━━ EXTRACTED ENTRIES

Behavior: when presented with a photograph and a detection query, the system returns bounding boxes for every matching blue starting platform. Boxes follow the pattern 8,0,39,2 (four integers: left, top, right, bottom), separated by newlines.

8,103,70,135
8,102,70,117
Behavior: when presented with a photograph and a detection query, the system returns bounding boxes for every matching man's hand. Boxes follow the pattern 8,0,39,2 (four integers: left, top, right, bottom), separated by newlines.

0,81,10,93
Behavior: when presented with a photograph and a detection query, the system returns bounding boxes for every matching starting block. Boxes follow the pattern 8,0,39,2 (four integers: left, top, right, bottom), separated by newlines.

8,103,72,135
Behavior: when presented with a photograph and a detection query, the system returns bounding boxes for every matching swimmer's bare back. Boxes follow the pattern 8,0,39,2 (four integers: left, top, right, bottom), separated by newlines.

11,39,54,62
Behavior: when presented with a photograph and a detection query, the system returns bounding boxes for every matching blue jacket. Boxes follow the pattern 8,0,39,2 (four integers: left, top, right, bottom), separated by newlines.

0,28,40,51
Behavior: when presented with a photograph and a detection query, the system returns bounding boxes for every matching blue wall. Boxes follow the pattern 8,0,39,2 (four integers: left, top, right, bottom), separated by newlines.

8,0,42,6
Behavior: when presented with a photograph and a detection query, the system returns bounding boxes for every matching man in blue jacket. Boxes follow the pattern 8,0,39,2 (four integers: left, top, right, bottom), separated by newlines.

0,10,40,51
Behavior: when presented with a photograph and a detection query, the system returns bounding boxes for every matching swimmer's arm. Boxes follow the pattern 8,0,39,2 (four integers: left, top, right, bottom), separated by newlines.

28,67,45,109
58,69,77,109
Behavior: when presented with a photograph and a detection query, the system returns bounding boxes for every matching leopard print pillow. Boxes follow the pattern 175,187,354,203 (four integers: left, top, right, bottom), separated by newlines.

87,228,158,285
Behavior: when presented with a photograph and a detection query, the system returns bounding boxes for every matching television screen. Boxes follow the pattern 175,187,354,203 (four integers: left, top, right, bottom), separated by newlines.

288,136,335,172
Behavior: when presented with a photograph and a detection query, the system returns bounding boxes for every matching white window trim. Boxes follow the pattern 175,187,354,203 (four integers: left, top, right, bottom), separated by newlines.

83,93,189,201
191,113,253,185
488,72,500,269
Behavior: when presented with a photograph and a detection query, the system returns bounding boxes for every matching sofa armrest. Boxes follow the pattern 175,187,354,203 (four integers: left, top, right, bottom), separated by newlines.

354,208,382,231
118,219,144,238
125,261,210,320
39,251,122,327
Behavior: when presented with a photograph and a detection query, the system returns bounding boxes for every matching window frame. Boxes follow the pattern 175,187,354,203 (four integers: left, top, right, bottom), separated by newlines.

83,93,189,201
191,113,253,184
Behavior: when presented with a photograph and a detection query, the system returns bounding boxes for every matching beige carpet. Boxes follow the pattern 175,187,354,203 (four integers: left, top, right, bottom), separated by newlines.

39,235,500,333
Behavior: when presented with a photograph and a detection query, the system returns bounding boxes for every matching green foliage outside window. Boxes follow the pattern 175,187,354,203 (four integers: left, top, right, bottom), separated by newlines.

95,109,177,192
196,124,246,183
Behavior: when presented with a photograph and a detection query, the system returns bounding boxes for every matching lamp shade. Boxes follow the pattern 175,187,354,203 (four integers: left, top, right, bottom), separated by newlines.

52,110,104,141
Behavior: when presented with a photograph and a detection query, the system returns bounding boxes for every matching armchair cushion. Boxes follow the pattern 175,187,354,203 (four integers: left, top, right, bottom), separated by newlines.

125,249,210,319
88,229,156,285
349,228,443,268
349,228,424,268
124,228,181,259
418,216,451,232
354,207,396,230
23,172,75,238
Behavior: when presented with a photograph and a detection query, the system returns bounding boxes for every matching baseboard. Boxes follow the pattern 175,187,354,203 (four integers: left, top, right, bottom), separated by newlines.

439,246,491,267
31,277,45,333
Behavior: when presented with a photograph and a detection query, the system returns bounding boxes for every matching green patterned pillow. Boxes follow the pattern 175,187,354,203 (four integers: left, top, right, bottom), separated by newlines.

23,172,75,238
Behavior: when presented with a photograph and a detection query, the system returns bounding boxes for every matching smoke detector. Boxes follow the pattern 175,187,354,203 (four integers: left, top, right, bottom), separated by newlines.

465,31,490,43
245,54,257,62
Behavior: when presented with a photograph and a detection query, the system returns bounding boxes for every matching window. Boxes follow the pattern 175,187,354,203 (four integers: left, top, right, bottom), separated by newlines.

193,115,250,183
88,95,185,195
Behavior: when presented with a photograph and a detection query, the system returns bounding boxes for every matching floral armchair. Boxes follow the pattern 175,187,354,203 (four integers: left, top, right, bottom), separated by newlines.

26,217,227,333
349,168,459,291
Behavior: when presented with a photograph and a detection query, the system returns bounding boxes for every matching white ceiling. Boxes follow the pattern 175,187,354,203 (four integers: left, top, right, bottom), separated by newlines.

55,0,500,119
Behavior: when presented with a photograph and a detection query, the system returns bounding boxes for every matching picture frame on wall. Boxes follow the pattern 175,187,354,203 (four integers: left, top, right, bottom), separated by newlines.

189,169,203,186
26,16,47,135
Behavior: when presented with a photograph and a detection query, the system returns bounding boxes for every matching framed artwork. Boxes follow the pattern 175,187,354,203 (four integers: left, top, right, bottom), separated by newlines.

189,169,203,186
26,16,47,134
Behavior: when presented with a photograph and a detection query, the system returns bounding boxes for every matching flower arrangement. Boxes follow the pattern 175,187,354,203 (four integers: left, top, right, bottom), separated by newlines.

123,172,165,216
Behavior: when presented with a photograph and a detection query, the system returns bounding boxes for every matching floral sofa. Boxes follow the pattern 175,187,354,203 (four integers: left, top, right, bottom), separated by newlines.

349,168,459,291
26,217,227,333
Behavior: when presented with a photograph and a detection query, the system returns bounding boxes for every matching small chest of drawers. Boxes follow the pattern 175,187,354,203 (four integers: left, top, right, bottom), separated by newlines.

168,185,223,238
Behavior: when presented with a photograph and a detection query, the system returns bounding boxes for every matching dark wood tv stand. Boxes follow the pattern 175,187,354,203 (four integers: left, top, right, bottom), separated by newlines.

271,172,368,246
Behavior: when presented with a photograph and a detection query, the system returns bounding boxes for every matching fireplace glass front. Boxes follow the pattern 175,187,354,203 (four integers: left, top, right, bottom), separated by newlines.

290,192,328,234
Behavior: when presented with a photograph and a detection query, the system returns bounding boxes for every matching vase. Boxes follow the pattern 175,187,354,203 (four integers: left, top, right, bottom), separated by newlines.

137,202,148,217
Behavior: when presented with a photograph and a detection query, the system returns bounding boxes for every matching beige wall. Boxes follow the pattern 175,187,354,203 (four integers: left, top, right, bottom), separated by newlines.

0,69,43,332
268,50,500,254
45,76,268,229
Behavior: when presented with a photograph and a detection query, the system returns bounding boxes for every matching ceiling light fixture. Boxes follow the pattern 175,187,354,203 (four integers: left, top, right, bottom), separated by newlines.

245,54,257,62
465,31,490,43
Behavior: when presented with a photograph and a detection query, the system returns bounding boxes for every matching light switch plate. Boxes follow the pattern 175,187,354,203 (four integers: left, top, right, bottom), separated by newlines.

━━━━

*GIVEN PROBLEM*:
Rewrite every line of the items above as a numbered list, omitting the blank lines.

*FINISHED EXERCISE*:
1. Behavior: when presented with a photograph and a detection query, the system returns bounding boxes for every matching blue starting platform. Boxes follow the pattern 8,0,39,2 (four integers: left, top, right, bottom), separated by newlines.
2. 8,103,70,135
3. 8,102,70,117
4. Behavior: when presented with a photograph and a detection query, the system returns bounding boxes for every matching man's hand. Boxes follow the pattern 8,0,39,2 (four integers: left, top, right, bottom), separated by newlines.
5. 0,81,10,93
6. Behavior: when presented with a photograph and a detection query, the system returns bounding boxes for every matching starting block. Boxes follow the pattern 8,0,39,2 (four integers: left, top, right, bottom), separated by newlines.
7. 8,103,72,135
8. Behavior: when presented with a photograph and a detection query, the system returns bounding boxes for every matching swimmer's bare back. Boxes follow the pattern 8,0,39,2 (four integers: left, top, right, bottom), separated by newlines.
9. 11,39,54,62
10. Behavior: when presented with a photograph and a detection query, the system returns bounding boxes for every matching blue jacket. Boxes follow the pattern 8,0,39,2 (four integers: left, top, right, bottom), separated by newlines.
11. 0,28,40,51
12. Behavior: when presented with a photograph and a detection query, the system returns bounding boxes for every matching blue wall. Boxes follow the pattern 8,0,39,2 (four integers: left, top, right, bottom), separated by newlines.
13. 8,0,42,6
14. Behavior: when presented with a photograph and a detection query, the system returns bounding boxes for every matching man in blue jacket. Boxes follow the pattern 8,0,39,2 (four integers: left, top, right, bottom), separated by newlines.
15. 0,10,40,51
16. Behavior: when presented with a photograph and a detection query, the system returns bounding boxes for every matching swimmer's arm. Boxes follow the pattern 8,0,39,2 (four integers: left, top, right, bottom), separated by newlines.
17. 28,67,45,109
18. 58,69,77,109
19. Behavior: when presented with a photograph and a detection query, the system returns bounding boxes for every matching leopard print pillow. Boxes follow the pattern 175,187,354,203 (four integers: left, top, right, bottom), separated by newlines.
20. 87,228,158,285
21. Behavior: when presented with a photograph and a detection query, the system returns bounding boxes for every matching television screen. Boxes follow the pattern 175,187,354,203 (four integers: left, top, right, bottom), separated by newlines.
22. 288,136,335,172
23. Behavior: when presented with a photograph and a detection query, the system returns bounding boxes for every matching white window trim. Boxes follow the pattern 175,187,354,203 (four integers: left, top, right, bottom), separated by newlines.
24. 83,93,189,201
25. 191,113,253,185
26. 488,72,500,269
27. Behavior: when presented with a photograph and a detection query, the system returns bounding boxes for every matching sofa armrest. Boxes follow the pattern 175,187,354,203 (four integers: left, top, right, bottom), separated by newlines.
28. 354,208,382,231
29. 118,219,144,238
30. 125,261,210,320
31. 39,251,122,327
32. Behavior: when presented with a photograph and a detection query, the system returns bounding boxes for every matching window frame. Boxes follow the pattern 175,187,354,203 (four integers: left, top, right, bottom), separated by newlines.
33. 83,93,189,201
34. 191,113,253,184
35. Behavior: when presented with a photograph and a detection query, the system returns bounding boxes for every matching beige carpet. Boxes follow the pattern 175,187,354,203 (four integers: left, top, right, bottom), separated by newlines.
36. 39,235,500,333
37. Behavior: when presented with a photograph and a detection query, the system returns bounding boxes for every matching green foliage outside window. Boxes follow the pattern 175,187,354,203 (four integers: left, top, right, bottom), separated by newlines.
38. 95,109,177,192
39. 196,124,246,183
40. Behavior: when presented with a photograph and a detection query, the system returns bounding boxes for every matching lamp shade. Boxes follow the pattern 175,187,354,203 (four integers: left, top, right, bottom), separated by newlines.
41. 52,110,104,141
42. Behavior: when presented with a photograph and a detection query, the system returns bounding boxes for every matching armchair cushion. Boxes follow the pattern 175,187,354,203 (four integers: left, top, right, bottom), separated by newlines.
43. 125,249,210,319
44. 88,229,156,285
45. 349,228,443,268
46. 349,228,424,268
47. 124,228,181,259
48. 418,216,451,232
49. 354,207,396,230
50. 23,172,75,238
51. Behavior: when presented with a photograph and a detection query, the system returns bounding boxes for every matching baseboard. Boxes follow the pattern 175,187,354,203 (four integers: left, top, right, bottom), separated by newlines.
52. 439,246,491,267
53. 31,277,45,333
54. Behavior: when presented with a photograph and a detection query, the system returns bounding boxes for every matching green patterned pillow. Boxes follow the pattern 175,187,354,203 (four integers: left, top, right, bottom), separated by newlines.
55. 23,172,75,238
56. Behavior: when presented with a photograph and a detection query, the system returns bounding boxes for every matching smoke detector. Boxes follow the pattern 175,187,354,203 (four integers: left, top, right, bottom), separated by newlines.
57. 465,31,490,43
58. 245,54,257,62
59. Behavior: when presented with a photograph and a detection query, the system returns bounding boxes for every matching window. Boxes follow the pattern 175,187,354,203 (four integers: left, top, right, bottom), separated by newlines.
60. 193,115,250,183
61. 88,95,185,195
62. Behavior: when presented with a photograph and a detection query, the system returns bounding boxes for every matching floral armchair. Boxes follow the pattern 175,187,354,203 (four integers: left, top, right, bottom), separated by newlines.
63. 26,217,227,333
64. 349,168,459,291
65. Behavior: when presented with a photograph and a detection query, the system returns bounding boxes for every matching white ceiling. Boxes follow the pattern 175,187,354,203 (four integers: left, top, right, bottom), separated by newlines.
66. 55,0,500,119
67. Behavior: when presented with a photograph and a detection query, the system returns bounding boxes for every matching picture frame on wall. Boxes follow the pattern 175,187,354,203 (four integers: left, top, right, bottom), separated by newlines.
68. 189,169,203,186
69. 26,16,47,135
70. Behavior: when presented with a photograph and a detection query, the system returns bounding boxes for every matching framed artwork. Boxes follow the pattern 175,187,354,203 (four integers: left, top, right, bottom), separated by newlines.
71. 189,169,203,186
72. 26,16,47,134
73. Behavior: when presented with a photograph and a detection query, the system returns bounding boxes for every matching flower arrangement. Boxes follow the pattern 175,187,354,203 (four integers: left, top, right, bottom), separated by newlines.
74. 123,172,165,216
75. Behavior: when presented with a photograph and a detection query, the system returns bounding boxes for every matching floral sofa. Boxes follow the pattern 175,187,354,203 (four integers: left, top, right, bottom), separated by newlines.
76. 349,168,459,291
77. 26,217,227,333
78. Behavior: when presented with a photograph and a detection query, the system returns bounding boxes for every matching small chest of drawers. Boxes follow the pattern 175,187,354,203 (four integers: left, top, right, bottom), separated by newlines.
79. 168,185,223,238
80. Behavior: when presented with a photograph and a detection query, the system returns bounding boxes for every matching dark wood tv stand. Boxes follow the pattern 175,187,354,203 (four integers: left, top, right, bottom), separated by newlines.
81. 271,172,368,246
82. Behavior: when presented with a photograph and a detection query, the system returns bounding boxes for every matching fireplace glass front. Boxes follow the pattern 175,187,354,203 (four integers: left, top, right, bottom), separated by newlines.
83. 290,192,328,234
84. Behavior: when presented with a photograph and a detection query, the system returns bounding boxes for every matching vase. Boxes follow the pattern 175,187,354,203 (four integers: left, top, right, bottom), separated by newlines.
85. 137,202,148,217
86. Behavior: when presented with a photograph and a detection query, the system returns bounding boxes for every matching beige wall. Boxes follow the pattern 175,187,354,203 (four integers: left, top, right, bottom), separated by newlines.
87. 0,69,43,332
88. 268,50,500,254
89. 45,76,268,229
90. Behavior: when presented with a photograph and a detection query, the system returns bounding boxes for every matching ceiling light fixture. Boxes follow the pattern 175,187,354,203 (four integers: left, top, right, bottom), separated by newlines.
91. 245,54,257,62
92. 465,31,490,43
93. Behavior: when presented with a photograph and a detection query, the system returns bounding boxes for every matching light switch plate. Boxes follow the pattern 175,187,354,203 (four integers: left, top, right, bottom), separated by newlines.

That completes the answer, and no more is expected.